Records for processing:

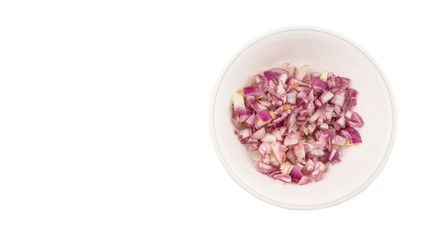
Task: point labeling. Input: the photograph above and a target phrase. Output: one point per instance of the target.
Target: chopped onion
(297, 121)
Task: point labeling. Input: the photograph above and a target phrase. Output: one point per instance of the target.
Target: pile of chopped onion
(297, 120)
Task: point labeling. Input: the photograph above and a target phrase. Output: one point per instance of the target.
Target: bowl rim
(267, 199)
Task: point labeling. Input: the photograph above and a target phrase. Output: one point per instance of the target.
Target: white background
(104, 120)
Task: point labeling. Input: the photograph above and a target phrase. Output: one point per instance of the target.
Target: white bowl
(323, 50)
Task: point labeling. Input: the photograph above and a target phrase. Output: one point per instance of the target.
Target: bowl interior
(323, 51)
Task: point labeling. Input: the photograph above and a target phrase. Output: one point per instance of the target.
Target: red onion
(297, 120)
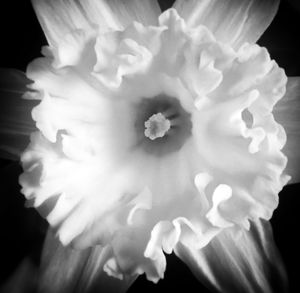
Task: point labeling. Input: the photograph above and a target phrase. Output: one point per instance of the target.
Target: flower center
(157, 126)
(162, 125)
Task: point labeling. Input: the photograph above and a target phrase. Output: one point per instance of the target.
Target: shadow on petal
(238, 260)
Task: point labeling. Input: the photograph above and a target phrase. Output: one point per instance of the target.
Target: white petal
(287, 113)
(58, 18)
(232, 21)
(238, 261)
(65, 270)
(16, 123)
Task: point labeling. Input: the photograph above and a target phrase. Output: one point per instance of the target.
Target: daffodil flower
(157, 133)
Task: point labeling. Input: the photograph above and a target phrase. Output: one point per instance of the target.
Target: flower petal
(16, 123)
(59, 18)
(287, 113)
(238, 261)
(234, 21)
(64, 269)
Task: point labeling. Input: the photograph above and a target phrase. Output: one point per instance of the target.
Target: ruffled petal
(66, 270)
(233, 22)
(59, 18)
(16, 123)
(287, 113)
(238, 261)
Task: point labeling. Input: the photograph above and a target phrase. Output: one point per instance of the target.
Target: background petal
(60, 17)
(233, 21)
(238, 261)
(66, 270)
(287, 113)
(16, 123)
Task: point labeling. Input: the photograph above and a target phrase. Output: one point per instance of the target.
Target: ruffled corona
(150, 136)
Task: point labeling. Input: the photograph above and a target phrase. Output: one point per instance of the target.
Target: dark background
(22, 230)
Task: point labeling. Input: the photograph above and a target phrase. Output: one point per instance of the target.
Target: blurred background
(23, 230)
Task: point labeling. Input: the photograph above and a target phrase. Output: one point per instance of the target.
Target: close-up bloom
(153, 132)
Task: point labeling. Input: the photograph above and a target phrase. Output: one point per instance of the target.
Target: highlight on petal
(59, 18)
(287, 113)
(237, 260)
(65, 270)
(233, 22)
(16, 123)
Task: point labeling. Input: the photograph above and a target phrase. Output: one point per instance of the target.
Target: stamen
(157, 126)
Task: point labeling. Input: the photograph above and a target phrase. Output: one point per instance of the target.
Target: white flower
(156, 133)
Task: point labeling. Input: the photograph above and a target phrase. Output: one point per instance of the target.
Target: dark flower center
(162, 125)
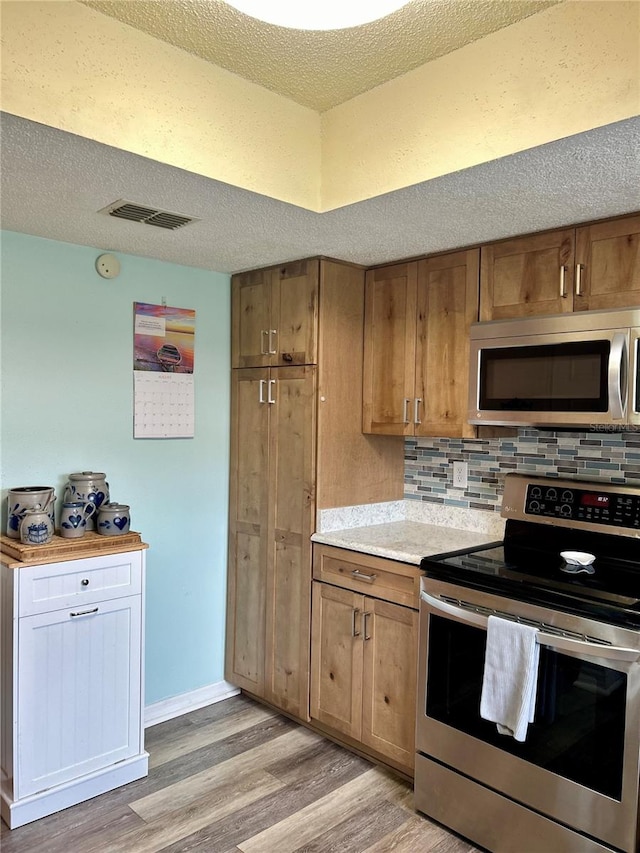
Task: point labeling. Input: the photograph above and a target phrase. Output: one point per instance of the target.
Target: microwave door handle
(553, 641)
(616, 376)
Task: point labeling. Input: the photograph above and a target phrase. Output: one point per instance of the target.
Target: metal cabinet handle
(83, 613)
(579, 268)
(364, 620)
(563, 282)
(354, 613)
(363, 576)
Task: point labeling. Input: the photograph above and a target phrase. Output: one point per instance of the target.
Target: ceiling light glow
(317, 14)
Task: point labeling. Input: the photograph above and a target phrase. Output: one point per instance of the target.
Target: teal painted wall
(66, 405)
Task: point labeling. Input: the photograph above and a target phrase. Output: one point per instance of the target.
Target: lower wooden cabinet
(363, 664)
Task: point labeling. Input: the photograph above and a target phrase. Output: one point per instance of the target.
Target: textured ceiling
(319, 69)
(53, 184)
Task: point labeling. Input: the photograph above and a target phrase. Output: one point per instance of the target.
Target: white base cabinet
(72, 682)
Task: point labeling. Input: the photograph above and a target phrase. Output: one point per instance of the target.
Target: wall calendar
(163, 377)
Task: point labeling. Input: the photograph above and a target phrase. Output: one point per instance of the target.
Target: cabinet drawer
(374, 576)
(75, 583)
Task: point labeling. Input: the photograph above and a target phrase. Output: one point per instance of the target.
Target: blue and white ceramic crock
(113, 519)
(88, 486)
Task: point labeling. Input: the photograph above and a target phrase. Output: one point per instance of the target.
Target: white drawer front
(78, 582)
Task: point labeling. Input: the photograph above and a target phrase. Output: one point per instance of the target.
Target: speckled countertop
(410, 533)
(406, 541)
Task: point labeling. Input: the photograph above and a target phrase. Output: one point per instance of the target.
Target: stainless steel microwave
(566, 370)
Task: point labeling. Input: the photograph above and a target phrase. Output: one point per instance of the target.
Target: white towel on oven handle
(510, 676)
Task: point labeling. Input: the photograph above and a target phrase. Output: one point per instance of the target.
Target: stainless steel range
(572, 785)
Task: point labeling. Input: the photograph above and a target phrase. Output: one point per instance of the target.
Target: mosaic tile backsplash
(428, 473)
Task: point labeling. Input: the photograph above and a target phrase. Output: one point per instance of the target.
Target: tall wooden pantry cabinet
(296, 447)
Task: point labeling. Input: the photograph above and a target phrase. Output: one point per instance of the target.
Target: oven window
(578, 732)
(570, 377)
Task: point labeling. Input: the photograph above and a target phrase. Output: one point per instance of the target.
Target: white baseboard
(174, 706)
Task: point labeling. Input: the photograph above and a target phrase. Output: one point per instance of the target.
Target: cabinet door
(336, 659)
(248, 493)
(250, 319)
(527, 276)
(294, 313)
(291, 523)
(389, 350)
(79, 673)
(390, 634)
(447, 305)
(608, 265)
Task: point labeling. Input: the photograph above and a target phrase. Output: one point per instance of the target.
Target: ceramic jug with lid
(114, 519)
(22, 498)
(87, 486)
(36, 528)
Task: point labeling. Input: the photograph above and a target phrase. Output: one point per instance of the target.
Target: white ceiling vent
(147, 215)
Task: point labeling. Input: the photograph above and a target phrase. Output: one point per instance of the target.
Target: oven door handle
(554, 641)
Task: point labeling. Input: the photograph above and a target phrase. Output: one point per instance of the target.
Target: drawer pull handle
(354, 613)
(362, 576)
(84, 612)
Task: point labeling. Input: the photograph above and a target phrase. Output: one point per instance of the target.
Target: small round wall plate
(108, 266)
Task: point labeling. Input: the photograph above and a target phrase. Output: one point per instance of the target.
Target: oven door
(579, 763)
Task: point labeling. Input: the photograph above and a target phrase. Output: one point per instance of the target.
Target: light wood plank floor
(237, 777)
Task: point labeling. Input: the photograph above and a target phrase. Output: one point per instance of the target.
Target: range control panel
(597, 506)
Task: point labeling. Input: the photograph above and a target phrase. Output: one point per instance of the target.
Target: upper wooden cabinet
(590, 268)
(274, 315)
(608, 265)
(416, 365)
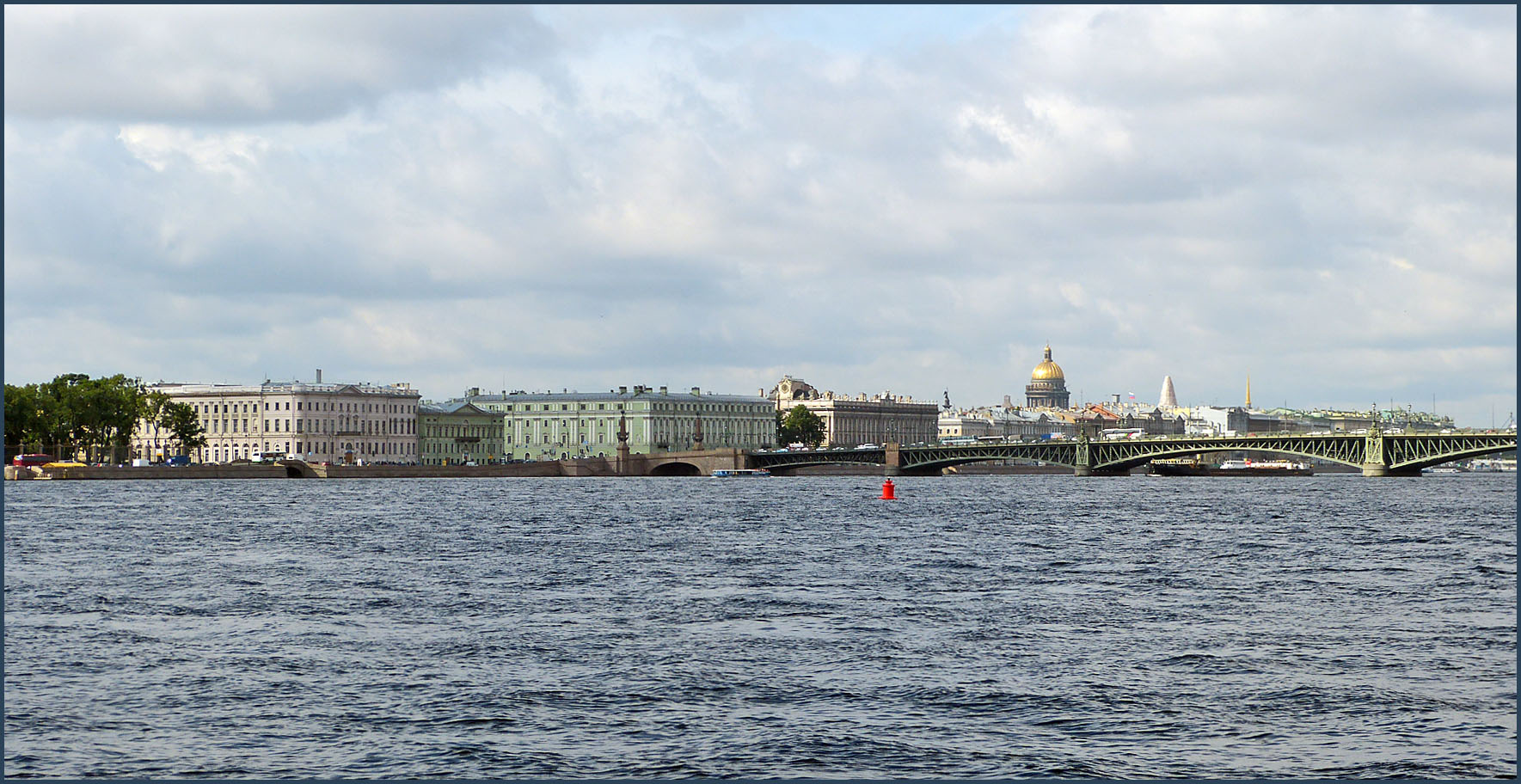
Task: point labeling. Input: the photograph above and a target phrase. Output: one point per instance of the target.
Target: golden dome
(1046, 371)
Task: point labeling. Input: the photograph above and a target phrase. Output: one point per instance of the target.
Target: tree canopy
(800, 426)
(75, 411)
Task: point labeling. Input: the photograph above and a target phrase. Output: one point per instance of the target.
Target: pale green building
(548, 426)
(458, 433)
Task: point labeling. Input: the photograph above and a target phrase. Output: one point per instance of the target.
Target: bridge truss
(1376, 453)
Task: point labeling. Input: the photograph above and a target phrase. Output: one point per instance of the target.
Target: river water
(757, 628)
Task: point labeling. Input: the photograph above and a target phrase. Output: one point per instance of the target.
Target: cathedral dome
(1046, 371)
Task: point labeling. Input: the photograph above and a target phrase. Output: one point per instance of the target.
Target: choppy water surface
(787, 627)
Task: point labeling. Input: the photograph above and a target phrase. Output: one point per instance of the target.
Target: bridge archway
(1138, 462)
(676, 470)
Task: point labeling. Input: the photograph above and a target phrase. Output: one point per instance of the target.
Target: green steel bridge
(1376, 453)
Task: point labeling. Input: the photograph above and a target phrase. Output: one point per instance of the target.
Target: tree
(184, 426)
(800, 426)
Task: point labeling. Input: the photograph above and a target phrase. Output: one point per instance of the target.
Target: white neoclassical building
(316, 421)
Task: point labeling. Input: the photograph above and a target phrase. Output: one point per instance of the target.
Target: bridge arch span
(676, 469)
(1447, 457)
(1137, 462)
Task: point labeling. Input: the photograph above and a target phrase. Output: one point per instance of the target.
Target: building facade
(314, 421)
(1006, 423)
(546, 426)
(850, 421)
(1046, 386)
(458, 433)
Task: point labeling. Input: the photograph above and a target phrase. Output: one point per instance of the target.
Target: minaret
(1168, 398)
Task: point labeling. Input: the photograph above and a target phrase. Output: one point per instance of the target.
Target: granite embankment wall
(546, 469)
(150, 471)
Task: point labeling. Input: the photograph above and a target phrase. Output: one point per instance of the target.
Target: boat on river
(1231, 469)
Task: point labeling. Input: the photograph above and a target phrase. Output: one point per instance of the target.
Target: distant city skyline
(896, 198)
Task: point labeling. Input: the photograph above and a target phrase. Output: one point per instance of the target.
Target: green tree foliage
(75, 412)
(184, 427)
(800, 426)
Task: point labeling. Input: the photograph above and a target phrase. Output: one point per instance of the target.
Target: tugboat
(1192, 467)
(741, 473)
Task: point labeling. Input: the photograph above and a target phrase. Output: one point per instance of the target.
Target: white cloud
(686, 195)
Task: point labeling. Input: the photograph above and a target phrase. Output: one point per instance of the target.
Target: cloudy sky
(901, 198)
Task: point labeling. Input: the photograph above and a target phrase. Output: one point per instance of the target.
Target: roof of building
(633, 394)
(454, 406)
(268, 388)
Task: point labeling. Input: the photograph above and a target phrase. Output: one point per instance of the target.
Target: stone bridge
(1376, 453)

Work to do:
Please return each line from the rows above that contains the word "wooden". Case counts.

Answer to the problem:
Target: lower wooden cabinet
Target: tall wooden pantry cabinet
Target: upper wooden cabinet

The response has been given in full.